_SUPPLIED MATERIAL:_
BEGIN

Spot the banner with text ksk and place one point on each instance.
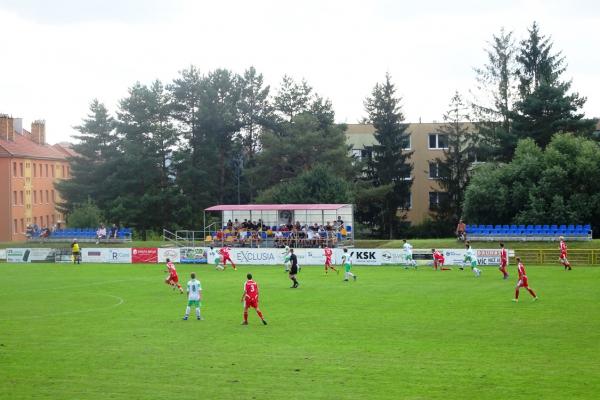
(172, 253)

END
BEGIN

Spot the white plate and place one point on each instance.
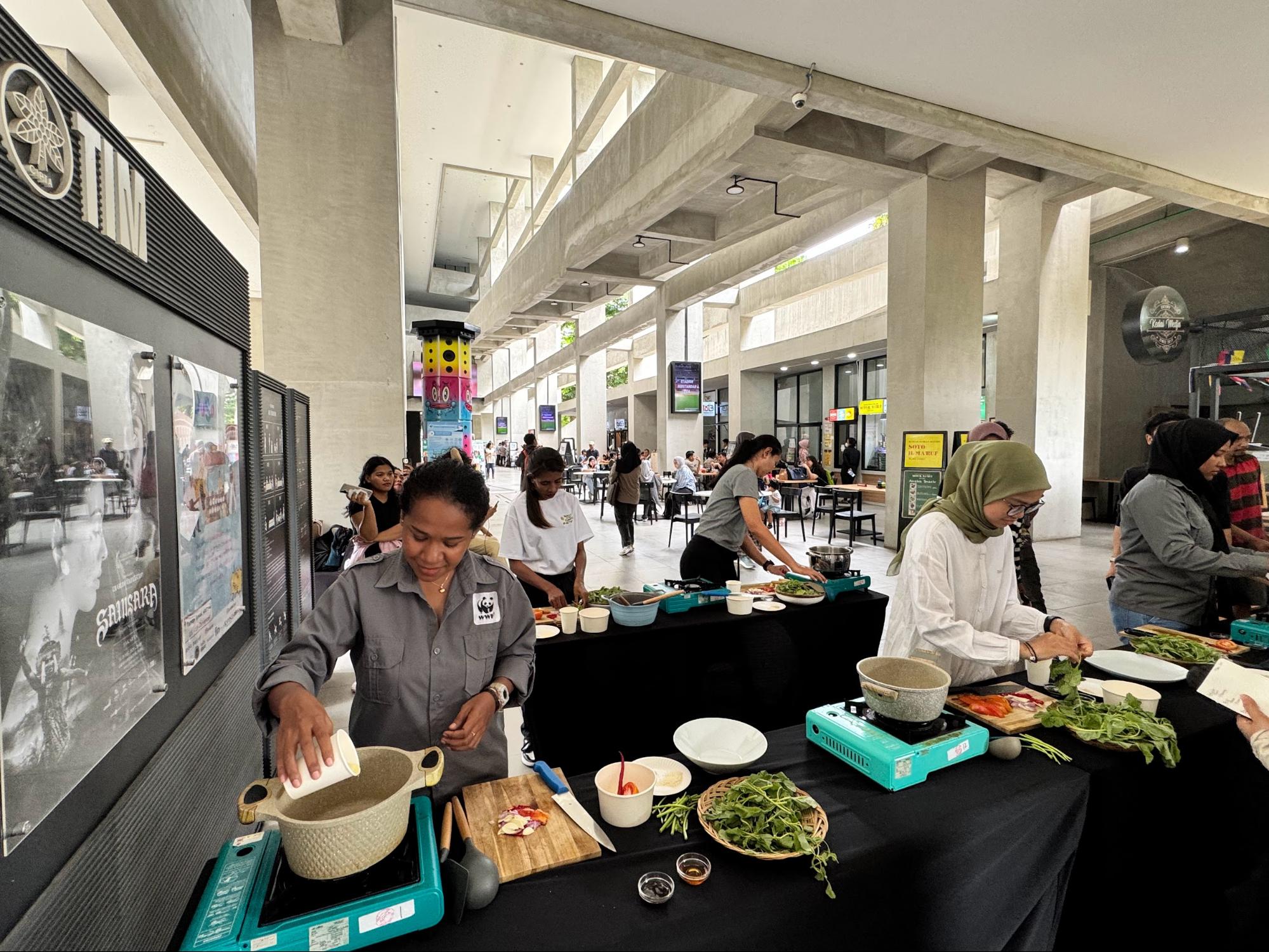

END
BEGIN

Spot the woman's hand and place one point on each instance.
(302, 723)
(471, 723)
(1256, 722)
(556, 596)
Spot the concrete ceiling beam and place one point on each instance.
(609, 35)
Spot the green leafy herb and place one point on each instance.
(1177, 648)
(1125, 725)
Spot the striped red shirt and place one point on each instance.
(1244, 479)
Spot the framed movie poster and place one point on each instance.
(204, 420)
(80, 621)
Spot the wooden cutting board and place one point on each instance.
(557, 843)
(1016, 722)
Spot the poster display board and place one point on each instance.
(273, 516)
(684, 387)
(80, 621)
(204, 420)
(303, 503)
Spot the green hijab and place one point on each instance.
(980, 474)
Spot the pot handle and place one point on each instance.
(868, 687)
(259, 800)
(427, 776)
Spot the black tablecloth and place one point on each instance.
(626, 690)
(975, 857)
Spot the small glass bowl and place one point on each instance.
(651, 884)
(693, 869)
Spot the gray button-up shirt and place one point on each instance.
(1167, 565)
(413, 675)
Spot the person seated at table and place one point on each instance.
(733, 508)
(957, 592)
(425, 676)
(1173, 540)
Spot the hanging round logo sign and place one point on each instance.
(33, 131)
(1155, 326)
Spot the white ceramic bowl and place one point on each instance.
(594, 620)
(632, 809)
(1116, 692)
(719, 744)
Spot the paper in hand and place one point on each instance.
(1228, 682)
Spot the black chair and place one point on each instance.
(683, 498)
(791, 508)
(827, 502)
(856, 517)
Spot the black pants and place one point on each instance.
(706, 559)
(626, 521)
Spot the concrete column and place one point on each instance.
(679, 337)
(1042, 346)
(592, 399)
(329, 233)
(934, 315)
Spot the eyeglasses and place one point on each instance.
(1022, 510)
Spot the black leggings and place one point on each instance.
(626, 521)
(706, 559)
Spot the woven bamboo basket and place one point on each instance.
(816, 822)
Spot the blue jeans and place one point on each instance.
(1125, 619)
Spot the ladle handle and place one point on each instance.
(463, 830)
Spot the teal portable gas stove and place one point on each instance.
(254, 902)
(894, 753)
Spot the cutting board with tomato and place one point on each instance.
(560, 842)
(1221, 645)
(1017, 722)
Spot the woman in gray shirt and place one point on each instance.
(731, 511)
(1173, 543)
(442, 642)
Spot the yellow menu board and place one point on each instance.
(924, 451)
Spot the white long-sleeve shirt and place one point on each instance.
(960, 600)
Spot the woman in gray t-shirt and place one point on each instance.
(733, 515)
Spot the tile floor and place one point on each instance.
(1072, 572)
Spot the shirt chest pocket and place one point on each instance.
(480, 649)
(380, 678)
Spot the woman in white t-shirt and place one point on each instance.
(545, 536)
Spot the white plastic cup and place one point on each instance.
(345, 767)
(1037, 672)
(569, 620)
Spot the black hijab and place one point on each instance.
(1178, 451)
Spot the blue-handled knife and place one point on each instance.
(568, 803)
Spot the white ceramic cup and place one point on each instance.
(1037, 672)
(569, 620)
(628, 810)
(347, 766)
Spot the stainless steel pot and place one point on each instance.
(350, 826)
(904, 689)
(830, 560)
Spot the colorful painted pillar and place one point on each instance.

END

_WHAT THE TASK ASKS:_ From the records above, reproduce exactly the lines from the one with "Spot the teal" to the one with "Spot the colorful", both included, and no others.

_ANSWER TO THIS PROBLEM:_
Spot the teal portable gas stove and place one point on each instance.
(254, 902)
(894, 753)
Spot the cutting board with tomato and place one point on each instance.
(560, 842)
(1221, 645)
(1017, 722)
Spot the woman in gray shirt and place one point on each instance.
(731, 511)
(1173, 543)
(442, 642)
Spot the yellow menu board and place one point on each instance.
(924, 451)
Spot the white long-sleeve shirt and place one point on each instance.
(960, 600)
Spot the woman in gray t-shirt and place one point on each instance.
(733, 515)
Spot the tile floor and place one point on each instance.
(1072, 572)
Spot the shirt chest pocket and place one point on each instance.
(480, 649)
(380, 678)
Spot the woman in white t-shirt and place one point on each instance.
(545, 536)
Spot the white plastic cup and place one point on each instance.
(345, 767)
(1037, 672)
(569, 620)
Spot the black hijab and place one point on each instance.
(1178, 451)
Spot the blue-handled knife and place one point on each instance.
(568, 803)
Spot the white ceramic cup and place one point on each instance.
(1037, 672)
(569, 620)
(628, 810)
(347, 766)
Spot the stainless steel pot and place one point on each instance.
(350, 826)
(904, 689)
(830, 560)
Spot the colorful painted pillar and place one point on each instance.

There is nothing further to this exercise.